Print out each entry below in full, exactly as given, excluding pictures.

*RECORDED INFORMATION*:
-=-=-=-=-
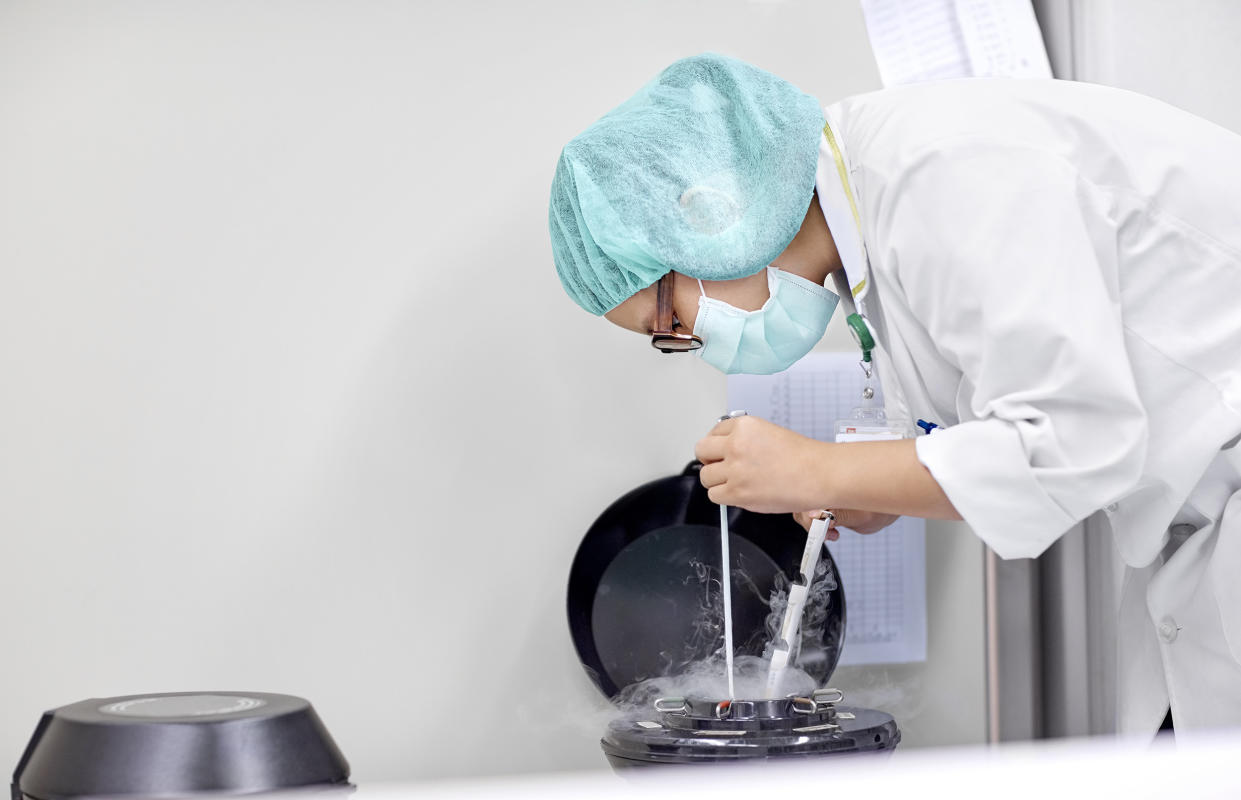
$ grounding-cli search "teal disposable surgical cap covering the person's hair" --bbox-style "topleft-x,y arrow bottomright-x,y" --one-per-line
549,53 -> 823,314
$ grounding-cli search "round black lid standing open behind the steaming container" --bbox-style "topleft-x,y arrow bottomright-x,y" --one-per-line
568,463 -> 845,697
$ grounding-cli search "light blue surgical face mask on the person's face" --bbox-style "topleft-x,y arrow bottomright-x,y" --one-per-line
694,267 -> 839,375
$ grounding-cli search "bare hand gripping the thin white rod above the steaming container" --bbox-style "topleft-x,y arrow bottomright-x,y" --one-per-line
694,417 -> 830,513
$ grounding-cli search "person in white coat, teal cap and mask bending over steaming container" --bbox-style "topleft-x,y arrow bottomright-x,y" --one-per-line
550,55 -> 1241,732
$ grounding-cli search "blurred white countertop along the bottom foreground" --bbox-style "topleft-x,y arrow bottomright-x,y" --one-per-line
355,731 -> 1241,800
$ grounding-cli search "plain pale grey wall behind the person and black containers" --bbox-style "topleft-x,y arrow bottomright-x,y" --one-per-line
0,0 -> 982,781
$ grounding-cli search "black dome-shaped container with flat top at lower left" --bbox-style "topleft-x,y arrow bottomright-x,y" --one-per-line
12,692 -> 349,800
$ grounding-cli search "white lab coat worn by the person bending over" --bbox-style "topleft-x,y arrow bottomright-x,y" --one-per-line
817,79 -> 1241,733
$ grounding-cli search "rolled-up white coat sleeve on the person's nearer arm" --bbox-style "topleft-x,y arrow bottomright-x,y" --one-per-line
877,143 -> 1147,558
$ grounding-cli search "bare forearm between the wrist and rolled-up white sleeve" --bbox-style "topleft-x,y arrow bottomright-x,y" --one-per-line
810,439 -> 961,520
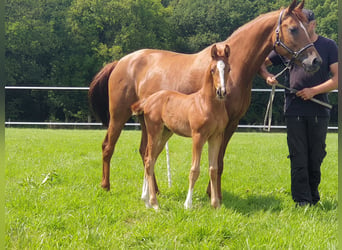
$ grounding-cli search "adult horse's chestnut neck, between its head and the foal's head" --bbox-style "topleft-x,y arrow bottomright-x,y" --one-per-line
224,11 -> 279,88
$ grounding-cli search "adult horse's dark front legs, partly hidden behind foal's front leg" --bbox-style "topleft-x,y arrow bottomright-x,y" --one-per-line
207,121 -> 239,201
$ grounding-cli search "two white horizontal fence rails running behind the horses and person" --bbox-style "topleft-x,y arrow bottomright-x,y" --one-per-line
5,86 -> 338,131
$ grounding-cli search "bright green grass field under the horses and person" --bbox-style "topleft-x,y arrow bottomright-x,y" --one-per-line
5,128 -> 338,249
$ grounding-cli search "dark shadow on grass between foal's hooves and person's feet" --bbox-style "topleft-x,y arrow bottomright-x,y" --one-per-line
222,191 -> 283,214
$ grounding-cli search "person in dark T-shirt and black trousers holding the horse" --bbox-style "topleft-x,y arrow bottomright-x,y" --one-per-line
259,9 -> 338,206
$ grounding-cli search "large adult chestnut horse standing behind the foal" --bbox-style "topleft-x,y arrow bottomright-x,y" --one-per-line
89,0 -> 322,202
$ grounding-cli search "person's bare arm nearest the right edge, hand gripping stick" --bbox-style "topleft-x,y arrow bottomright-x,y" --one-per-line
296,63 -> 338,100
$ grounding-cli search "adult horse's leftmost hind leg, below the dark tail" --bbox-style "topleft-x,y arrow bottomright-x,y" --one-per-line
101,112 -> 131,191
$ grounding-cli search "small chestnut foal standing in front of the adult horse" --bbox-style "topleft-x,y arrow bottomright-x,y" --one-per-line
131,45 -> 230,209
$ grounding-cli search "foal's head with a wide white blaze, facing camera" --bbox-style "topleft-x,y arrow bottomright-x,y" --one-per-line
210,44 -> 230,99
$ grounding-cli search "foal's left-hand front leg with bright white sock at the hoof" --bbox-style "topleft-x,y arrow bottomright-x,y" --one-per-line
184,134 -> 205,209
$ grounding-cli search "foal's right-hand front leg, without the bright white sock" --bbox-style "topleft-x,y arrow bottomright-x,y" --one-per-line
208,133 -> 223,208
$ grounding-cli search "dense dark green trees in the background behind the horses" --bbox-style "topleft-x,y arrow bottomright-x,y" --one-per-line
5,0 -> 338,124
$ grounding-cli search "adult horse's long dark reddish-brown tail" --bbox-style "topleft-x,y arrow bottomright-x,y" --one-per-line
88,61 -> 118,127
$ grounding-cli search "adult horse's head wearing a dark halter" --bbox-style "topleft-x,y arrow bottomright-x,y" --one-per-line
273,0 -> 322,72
-=-=-=-=-
*EXERCISE ANSWER*:
$ grounding-cli search "teal disposable surgical cap covering the person's hair" --bbox-style "topleft-x,y arrow bottomright-x,y" --one-per-line
549,53 -> 823,314
$ grounding-cli search "round black lid standing open behind the steaming container" --bbox-style "topleft-x,y arrow bottomright-x,y" --one-per-line
568,463 -> 845,697
$ grounding-cli search "light blue surgical face mask on the person's face" --bbox-style "topleft-x,y arrow bottomright-x,y" --one-per-line
694,267 -> 839,375
$ grounding-cli search "bare hand gripping the thin white rod above the steaming container" --bbox-style "topleft-x,y arrow bottomright-x,y" --one-per-line
694,417 -> 830,513
$ grounding-cli search "person in white coat, teal cap and mask bending over steaming container" --bbox-style "topleft-x,y arrow bottomright-x,y" --one-per-line
550,55 -> 1241,732
$ grounding-cli search "blurred white countertop along the bottom foreground" --bbox-style "topleft-x,y arrow bottomright-x,y" --one-per-line
355,731 -> 1241,800
$ grounding-cli search "plain pale grey wall behind the person and black containers" --bbox-style "topleft-x,y arrow bottomright-x,y" --one-per-line
0,0 -> 982,781
$ grounding-cli search "black dome-shaped container with flat top at lower left" --bbox-style "topleft-x,y arrow bottomright-x,y" --one-per-line
12,692 -> 349,800
$ grounding-cli search "white lab coat worn by the person bending over" --bbox-style "topleft-x,y arrow bottomright-x,y" --one-per-line
817,79 -> 1241,733
$ grounding-cli search "rolled-up white coat sleeve on the person's nearer arm" --bbox-style "topleft-x,y arrow bottomright-x,y" --one-per-line
877,143 -> 1147,558
$ grounding-cli search "bare forearm between the wrist and rolled-up white sleeve" --bbox-style "topleft-x,y arrow bottomright-x,y" --one-per-line
810,439 -> 961,520
$ grounding-cli search "adult horse's chestnut neck, between its head and the foal's head" --bbox-style "topleft-x,y arrow bottomright-x,y" --one-per-line
224,11 -> 279,88
$ grounding-cli search "adult horse's dark front legs, partly hidden behind foal's front leg" --bbox-style "topleft-x,y arrow bottomright-x,y" --one-per-line
207,121 -> 239,201
$ grounding-cli search "two white horizontal fence rails running behind the horses and person" --bbox-style "topleft-x,y arrow bottomright-x,y" --one-per-line
5,86 -> 338,131
$ grounding-cli search "bright green grass field under the horses and person" --bbox-style "topleft-x,y arrow bottomright-x,y" --one-per-line
5,128 -> 338,249
$ grounding-cli search "dark shadow on grass between foal's hooves and person's feet" --bbox-style "topleft-x,y arrow bottomright-x,y" --one-per-line
222,191 -> 283,214
$ grounding-cli search "person in dark T-shirt and black trousers holding the horse" --bbox-style "topleft-x,y arrow bottomright-x,y" --one-per-line
259,9 -> 338,206
$ grounding-cli search "large adult chestnut horse standing behind the foal" --bbox-style "topleft-x,y arrow bottomright-x,y" --one-per-line
89,0 -> 322,202
$ grounding-cli search "person's bare arm nearest the right edge, hand gripping stick" --bbox-style "topleft-x,y arrow bottomright-x,y" --one-per-line
296,63 -> 338,100
$ grounding-cli search "adult horse's leftmost hind leg, below the dark tail" --bbox-style "topleft-x,y arrow bottomright-x,y" --one-per-line
101,112 -> 131,191
$ grounding-cli search "small chestnut foal standing in front of the adult horse" --bbox-style "topleft-x,y arrow bottomright-x,y" --one-per-line
131,45 -> 230,209
$ grounding-cli search "foal's head with a wide white blaze, facing camera" --bbox-style "topleft-x,y arrow bottomright-x,y" --one-per-line
210,44 -> 230,99
$ grounding-cli search "foal's left-hand front leg with bright white sock at the hoof" --bbox-style "topleft-x,y arrow bottomright-x,y" --one-per-line
184,134 -> 205,209
$ grounding-cli search "foal's right-hand front leg, without the bright white sock" --bbox-style "topleft-x,y arrow bottomright-x,y" --one-per-line
208,133 -> 223,208
$ grounding-cli search "dense dark green trees in the background behind the horses" --bbox-style "topleft-x,y arrow bottomright-x,y" --one-per-line
5,0 -> 338,124
$ grounding-cli search "adult horse's long dark reddish-brown tail" --bbox-style "topleft-x,y arrow bottomright-x,y" --one-per-line
88,61 -> 118,127
$ grounding-cli search "adult horse's head wearing a dark halter" --bbox-style "topleft-x,y arrow bottomright-x,y" --one-per-line
273,0 -> 322,72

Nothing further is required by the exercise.